- Instructions to follow
Please retype all of the data below word for word, leaving out the pictures.

(Extracts from a box-labeled dataset)
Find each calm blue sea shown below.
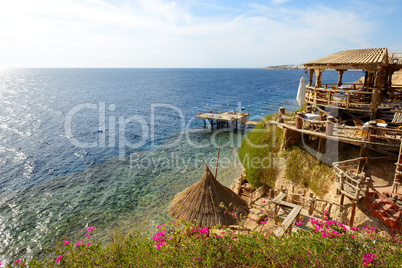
[0,69,363,263]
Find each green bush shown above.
[281,146,334,197]
[11,218,402,267]
[239,115,282,188]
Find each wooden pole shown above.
[367,121,377,142]
[349,201,357,227]
[308,69,314,87]
[278,107,285,123]
[215,144,221,179]
[296,112,303,129]
[337,70,344,87]
[392,139,402,193]
[325,115,335,136]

- Solved problem
Find each calm blue sea shown below.
[0,69,363,263]
Find each green bush shown above.
[281,146,334,197]
[11,218,402,267]
[239,115,282,188]
Find each wooden pole shown above.
[367,121,377,142]
[349,201,357,227]
[308,69,314,87]
[278,107,285,123]
[215,144,221,179]
[296,112,303,129]
[337,70,344,87]
[392,139,402,193]
[325,115,335,136]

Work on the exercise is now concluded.